Exercise instructions – From the profile of Joseph Farbrook below, transcribe word for word the portion starting at "Joseph Farbrook is" and ending at "Mexican, and LoosenArt.".

Passage –
----

Joseph Farbrook is an installation, digital ,and video artist who has exhibited extensively across the United States. Recent exhibitions include a solo feature at the University of Texas Arlington and group shows at PH21 Gallery in Barcelona, Athens Institute for Contemporary Art, dual shows at Holy Art Gallery in London and Athens, Strata Gallery in Santa Fe, and Loosenart Gallery Millepiani Exhibition Space in Rome. Joseph has received several grants from the University of Arizona and University of Colorado as well as completed a residency at Anderson Ranch Arts Center in Snowmass, Colorado. He has been published by the Boston Globe, Berkshire Fine Arts, The New Mexican, and LoosenArt.



For the purpose of the article we will be focusing on Joseph’s video art. Although an eclectic artist, one could argue Joseph’s most visually and narratively impacting works are his video installations, short films, and video sculptures. In the filmwork, there tends to be apocalyptic imagery and audio in the forms of desolate, barren landscapes with ambiguous figures scanning the emptiness of the horizon with the occasional blinding light reminiscent of an atomic blast. A recurring theme in the videos would be our collective psyche, perceptions, and the penetration, as well as infiltration, of environments. 



Whether broadcasted against the four walls of a gallery, presented on digital platforms such as Youtube, or inserted inside an installation, every one of Joseph’s video works remains humanistically poignant. Each piece takes us on a journey with striking audio such as stunning and haunting winds or digitally-enhanced sounds reminiscent of explosions and motion. Essentially figurative, these subjects within the films dance, run, walk, and engage their surroundings as if being unwatched. The environments remain an integrable part of Joseph’s concepts as they depict rapidly changing scenery and improvised sets which contradict the action of the figures such as dancing in a graveyard and construction site.

----

Data entries –
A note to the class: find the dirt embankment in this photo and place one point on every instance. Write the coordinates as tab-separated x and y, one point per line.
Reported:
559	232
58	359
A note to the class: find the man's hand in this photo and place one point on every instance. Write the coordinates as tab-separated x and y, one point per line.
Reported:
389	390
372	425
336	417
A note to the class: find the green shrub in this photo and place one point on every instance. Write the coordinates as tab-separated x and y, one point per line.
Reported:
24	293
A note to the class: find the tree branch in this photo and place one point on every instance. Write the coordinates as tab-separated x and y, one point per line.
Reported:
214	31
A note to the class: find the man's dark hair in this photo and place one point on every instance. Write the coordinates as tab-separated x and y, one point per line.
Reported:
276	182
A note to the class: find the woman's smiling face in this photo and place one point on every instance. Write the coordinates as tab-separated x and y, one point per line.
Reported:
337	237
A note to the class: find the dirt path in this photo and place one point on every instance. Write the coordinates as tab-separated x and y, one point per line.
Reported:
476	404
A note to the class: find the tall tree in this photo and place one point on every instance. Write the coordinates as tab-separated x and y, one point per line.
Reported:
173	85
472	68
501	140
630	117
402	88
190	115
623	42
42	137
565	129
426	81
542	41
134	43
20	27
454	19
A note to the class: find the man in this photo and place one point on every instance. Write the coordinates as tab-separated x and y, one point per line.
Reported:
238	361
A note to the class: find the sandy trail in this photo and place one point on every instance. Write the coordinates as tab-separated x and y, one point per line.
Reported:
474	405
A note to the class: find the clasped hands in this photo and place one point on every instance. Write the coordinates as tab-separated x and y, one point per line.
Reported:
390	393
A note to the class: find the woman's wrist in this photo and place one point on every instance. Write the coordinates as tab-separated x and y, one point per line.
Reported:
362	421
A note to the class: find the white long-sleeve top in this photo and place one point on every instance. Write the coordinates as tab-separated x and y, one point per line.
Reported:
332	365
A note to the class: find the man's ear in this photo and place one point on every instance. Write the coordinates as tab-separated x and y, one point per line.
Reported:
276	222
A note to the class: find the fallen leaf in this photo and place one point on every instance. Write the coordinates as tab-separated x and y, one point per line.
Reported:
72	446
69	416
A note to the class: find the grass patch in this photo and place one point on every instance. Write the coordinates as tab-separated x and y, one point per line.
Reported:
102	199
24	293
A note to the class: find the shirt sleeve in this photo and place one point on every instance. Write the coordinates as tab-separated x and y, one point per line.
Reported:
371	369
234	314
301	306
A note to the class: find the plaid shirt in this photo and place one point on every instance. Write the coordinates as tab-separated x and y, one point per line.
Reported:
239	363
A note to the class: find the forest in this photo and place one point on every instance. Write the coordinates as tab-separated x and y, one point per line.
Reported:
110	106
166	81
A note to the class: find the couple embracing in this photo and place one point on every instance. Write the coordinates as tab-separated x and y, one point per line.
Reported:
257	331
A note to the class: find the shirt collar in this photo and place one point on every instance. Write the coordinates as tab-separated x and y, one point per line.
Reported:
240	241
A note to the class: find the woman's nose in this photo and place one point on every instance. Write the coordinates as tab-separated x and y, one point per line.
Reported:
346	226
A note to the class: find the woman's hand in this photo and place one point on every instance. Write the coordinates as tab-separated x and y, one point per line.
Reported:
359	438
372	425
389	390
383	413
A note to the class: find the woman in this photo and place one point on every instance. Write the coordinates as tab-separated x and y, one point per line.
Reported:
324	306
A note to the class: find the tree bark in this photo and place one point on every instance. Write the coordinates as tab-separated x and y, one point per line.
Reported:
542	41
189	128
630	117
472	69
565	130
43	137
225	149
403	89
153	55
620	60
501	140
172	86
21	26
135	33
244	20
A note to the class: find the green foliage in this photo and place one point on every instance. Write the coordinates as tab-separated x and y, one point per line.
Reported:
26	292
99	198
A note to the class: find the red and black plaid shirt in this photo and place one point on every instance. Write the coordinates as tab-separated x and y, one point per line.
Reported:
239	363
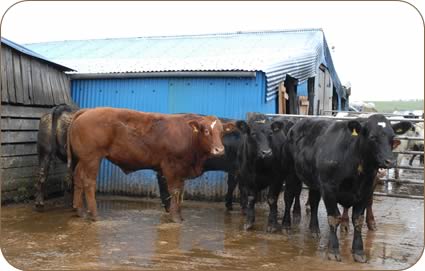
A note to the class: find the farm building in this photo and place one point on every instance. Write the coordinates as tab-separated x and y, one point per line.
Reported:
226	75
30	86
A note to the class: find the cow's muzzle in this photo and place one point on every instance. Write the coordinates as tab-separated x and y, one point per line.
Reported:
217	151
388	163
266	153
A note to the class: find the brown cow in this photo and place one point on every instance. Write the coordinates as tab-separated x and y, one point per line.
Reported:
175	145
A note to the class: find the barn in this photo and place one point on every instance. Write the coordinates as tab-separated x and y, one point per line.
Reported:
30	85
227	75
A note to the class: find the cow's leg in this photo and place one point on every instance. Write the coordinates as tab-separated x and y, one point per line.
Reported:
334	219
231	185
292	191
175	186
307	206
273	195
296	212
243	194
411	159
370	218
78	189
163	192
345	221
358	220
314	199
288	199
250	208
69	189
90	174
44	172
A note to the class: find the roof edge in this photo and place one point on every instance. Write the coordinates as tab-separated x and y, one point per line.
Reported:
28	52
197	35
129	75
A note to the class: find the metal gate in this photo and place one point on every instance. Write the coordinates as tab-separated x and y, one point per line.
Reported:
387	181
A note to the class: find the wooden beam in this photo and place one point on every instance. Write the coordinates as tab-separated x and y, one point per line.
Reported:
9	74
282	97
19	161
9	150
19	137
4	93
23	111
19	124
17	75
26	79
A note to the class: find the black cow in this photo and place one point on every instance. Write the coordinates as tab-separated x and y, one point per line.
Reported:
227	163
338	161
259	158
51	143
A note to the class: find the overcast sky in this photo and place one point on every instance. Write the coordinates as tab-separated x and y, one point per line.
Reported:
378	46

----

Expected output –
Joseph Farbrook is an installation, digital ,and video artist who has exhibited extensively across the United States. Recent exhibitions include a solo feature at the University of Texas Arlington and group shows at PH21 Gallery in Barcelona, Athens Institute for Contemporary Art, dual shows at Holy Art Gallery in London and Athens, Strata Gallery in Santa Fe, and Loosenart Gallery Millepiani Exhibition Space in Rome. Joseph has received several grants from the University of Arizona and University of Colorado as well as completed a residency at Anderson Ranch Arts Center in Snowmass, Colorado. He has been published by the Boston Globe, Berkshire Fine Arts, The New Mexican, and LoosenArt.